__PAGE EXTRACT__:
Implemented in Node.js, DISCO uses an event‑driven asynchronous model with WebSocket communication. A consistent‑hash ring distributes DISCO servers, and the SWIM/Gossip protocol detects node changes to rebalance load. Servers communicate via RPC.
Request Service
Passenger initiates a ride request.
System obtains the passenger’s request location.
Microservice receives the request via WebSocket.
Tracks passenger GPS.
Accepts specific passenger requirements.
Passes the request to the dispatch system to connect with supply services.
Supply Service
Provides services to drivers.
Tracks taxi locations using latitude/longitude.
Every 5 seconds, online taxis send their location to a load balancer via a web‑application firewall.
The load balancer forwards GPS data to a Kafka REST API.
Kafka updates the location in real time, replicating it to databases and DISCO for consumption by all services.

__PROBLEM 1__:
Copy the ride-dispatch text word for word, from start to finish.
The ride-dispatch text and the records have no connection to each other.

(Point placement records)
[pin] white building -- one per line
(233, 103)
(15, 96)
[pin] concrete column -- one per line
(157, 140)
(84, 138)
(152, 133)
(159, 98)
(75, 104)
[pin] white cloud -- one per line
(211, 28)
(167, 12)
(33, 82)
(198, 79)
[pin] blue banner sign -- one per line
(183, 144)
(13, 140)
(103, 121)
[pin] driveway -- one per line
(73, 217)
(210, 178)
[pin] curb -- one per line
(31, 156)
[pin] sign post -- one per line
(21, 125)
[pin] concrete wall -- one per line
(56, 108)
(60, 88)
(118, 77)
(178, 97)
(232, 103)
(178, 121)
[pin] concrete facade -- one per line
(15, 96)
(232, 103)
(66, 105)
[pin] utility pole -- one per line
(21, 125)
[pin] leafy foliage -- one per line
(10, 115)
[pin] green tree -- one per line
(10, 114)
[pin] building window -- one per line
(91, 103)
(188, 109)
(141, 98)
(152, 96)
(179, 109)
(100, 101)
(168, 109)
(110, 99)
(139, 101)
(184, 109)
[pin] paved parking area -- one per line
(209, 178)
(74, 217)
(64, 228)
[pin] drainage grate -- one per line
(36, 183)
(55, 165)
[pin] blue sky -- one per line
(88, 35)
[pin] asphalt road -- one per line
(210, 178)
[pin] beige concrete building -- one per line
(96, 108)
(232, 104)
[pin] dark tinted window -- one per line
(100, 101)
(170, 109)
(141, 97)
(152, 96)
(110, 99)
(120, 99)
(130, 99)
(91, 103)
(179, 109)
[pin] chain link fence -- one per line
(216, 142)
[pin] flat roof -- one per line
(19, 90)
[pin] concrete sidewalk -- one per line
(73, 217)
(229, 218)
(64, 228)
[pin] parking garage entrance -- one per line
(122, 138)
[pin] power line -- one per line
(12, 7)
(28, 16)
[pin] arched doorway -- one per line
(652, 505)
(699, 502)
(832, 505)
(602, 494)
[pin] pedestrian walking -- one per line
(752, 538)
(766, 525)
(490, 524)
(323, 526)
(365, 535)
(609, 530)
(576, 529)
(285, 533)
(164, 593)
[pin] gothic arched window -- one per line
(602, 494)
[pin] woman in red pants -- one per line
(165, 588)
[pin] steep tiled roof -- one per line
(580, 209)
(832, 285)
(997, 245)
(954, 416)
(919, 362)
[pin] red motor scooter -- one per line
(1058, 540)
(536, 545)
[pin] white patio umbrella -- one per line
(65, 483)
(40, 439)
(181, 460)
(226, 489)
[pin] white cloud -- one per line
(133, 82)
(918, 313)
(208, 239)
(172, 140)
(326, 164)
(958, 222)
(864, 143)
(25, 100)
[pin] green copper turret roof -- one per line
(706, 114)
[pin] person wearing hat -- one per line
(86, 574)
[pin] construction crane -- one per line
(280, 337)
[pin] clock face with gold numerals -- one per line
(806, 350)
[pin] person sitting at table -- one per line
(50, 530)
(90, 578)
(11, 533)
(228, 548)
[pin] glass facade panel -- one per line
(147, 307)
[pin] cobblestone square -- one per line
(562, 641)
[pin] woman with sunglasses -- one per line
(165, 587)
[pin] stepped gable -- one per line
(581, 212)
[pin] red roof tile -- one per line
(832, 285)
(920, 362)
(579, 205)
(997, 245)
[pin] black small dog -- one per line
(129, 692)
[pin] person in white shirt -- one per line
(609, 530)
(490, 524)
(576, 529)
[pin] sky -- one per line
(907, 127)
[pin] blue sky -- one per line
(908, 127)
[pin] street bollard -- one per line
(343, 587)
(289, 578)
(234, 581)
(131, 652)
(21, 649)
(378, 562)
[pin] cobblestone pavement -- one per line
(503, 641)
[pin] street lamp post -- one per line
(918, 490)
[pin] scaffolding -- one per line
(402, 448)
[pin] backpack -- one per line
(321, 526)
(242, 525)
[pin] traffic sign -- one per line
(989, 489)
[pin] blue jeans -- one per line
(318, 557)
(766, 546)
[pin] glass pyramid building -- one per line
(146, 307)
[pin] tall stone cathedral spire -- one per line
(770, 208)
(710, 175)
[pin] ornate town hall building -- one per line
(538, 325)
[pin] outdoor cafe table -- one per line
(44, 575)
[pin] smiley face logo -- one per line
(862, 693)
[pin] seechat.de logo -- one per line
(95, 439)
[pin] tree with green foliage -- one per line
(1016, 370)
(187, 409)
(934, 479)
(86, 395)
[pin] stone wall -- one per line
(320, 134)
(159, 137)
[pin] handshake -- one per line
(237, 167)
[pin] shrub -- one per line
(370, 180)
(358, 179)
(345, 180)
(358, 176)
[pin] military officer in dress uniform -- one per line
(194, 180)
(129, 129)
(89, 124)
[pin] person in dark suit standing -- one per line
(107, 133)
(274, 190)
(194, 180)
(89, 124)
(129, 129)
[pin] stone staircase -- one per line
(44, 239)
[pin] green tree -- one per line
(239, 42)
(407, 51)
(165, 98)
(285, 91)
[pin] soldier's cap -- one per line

__PROBLEM 2__:
Report each line of the records that holds the string "green", matching case.

__EXERCISE RESULT 1__:
Implemented in Node.js, DISCO uses an event‑driven asynchronous model with WebSocket communication. A consistent‑hash ring distributes DISCO servers, and the SWIM/Gossip protocol detects node changes to rebalance load. Servers communicate via RPC.
Request Service
Passenger initiates a ride request.
System obtains the passenger’s request location.
Microservice receives the request via WebSocket.
Tracks passenger GPS.
Accepts specific passenger requirements.
Passes the request to the dispatch system to connect with supply services.
Supply Service
Provides services to drivers.
Tracks taxi locations using latitude/longitude.
Every 5 seconds, online taxis send their location to a load balancer via a web‑application firewall.
The load balancer forwards GPS data to a Kafka REST API.
Kafka updates the location in real time, replicating it to databases and DISCO for consumption by all services.

__EXERCISE RESULT 2__:
[pin] green tree -- one per line
[pin] green copper turret roof -- one per line
[pin] tree with green foliage -- one per line
[pin] green tree -- one per line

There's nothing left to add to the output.